* **Texto de leitura**
______

Elogio aos trabalhadores da construção

Não é caso para celebrar, mas chegarmos à recta final do ano e constatarmos que as previsões económicas melhoraram um nadinha não deixa de ser reconfortante para um país cansado de más notícias.

Os meses duros da pandemia têm dado origem a diversas e devidas homenagens a grupos profissionais que estiveram na linha da frente do risco para manter os hospitais a servir os cidadãos ou as escolas abertas aos alunos. Os dados mais recentes do Banco de Portugal devem-nos levar a repetir esse gesto para com os trabalhadores e empresários da construção civil. Homens e mulheres que nunca pararam de trabalhar, pessoas de rendimentos baixos ou médios, que tantas vezes vivem em bairros periféricos a dezenas de quilómetros das obras, que enfrentaram os riscos dos transportes públicos ou os perigos dos surtos nos estaleiros. Pessoas que poucas vezes aparecem nas agendas dos jornais ou nos discursos dos políticos. Gente que a sobranceria urbana despreza pelas manchas de tinta nas calças ou pelo pó de cimento nas mangas. Cidadãos que, afinal, não têm outra alternativa para sobreviver senão acumular a dureza do trabalho com as ameaças da pandemia.

______

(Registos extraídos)
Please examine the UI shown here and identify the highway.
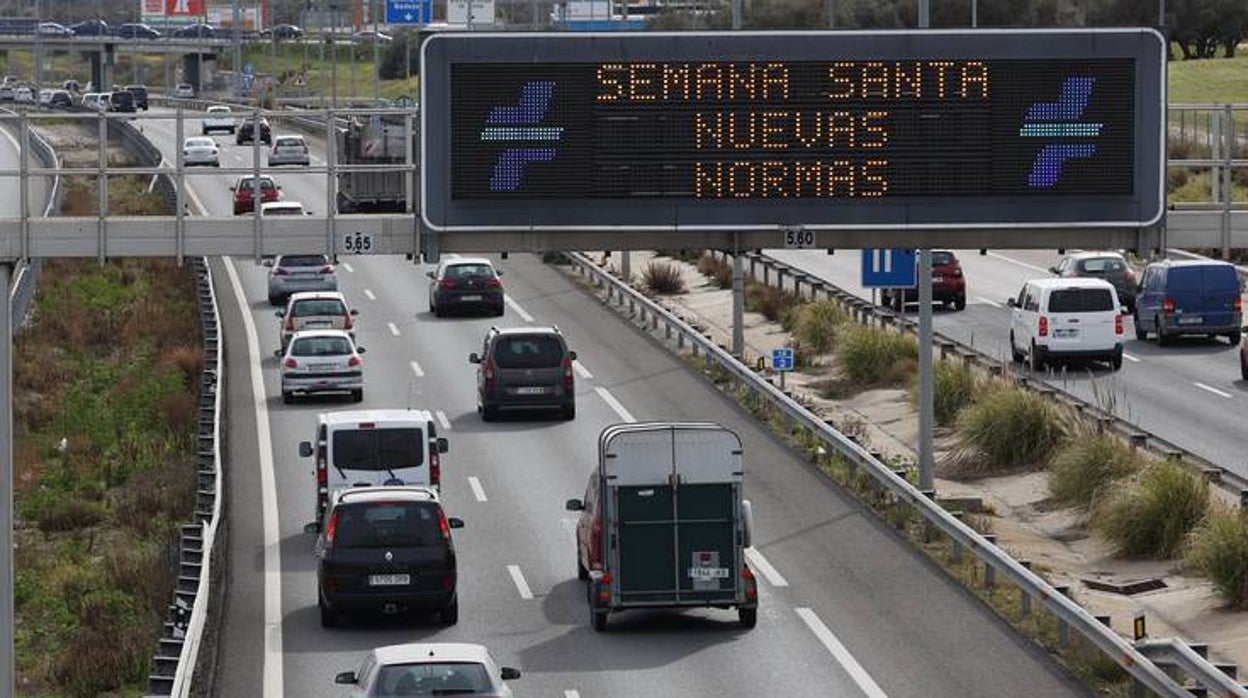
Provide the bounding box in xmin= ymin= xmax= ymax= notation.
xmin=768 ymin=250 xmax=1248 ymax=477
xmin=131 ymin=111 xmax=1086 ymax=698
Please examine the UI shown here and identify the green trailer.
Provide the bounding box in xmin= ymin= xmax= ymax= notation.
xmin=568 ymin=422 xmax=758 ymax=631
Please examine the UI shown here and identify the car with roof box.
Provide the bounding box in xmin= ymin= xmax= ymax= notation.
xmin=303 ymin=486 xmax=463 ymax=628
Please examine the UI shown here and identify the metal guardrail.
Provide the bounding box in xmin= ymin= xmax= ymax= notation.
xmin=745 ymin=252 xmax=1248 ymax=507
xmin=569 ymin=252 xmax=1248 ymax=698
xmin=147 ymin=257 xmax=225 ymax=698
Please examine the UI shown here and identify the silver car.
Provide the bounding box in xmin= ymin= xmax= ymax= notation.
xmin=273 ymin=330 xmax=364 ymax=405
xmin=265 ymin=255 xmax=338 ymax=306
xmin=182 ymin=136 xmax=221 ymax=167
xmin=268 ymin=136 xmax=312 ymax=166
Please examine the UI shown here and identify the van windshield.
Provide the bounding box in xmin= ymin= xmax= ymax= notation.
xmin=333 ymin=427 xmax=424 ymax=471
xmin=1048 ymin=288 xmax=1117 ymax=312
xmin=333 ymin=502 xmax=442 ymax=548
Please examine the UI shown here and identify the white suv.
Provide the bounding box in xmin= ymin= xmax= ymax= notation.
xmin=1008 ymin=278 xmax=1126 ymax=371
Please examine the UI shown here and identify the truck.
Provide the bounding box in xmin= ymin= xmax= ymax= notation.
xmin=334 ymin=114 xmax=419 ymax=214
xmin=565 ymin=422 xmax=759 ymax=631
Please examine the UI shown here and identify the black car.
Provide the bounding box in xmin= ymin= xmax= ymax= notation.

______

* **Objetivo da tarefa**
Resuma o texto em duas frases.

* **Resultado da tarefa**
No fim do ano, as previsões económicas melhoraram um pouco, o que reconforta um país cansado de más notícias. Os dados mais recentes do Banco de Portugal devem levar a homenagear os trabalhadores e empresários da construção civil, que nunca pararam de trabalhar e enfrentaram os riscos dos transportes públicos e dos surtos nos estaleiros por não terem outra forma de sobreviver.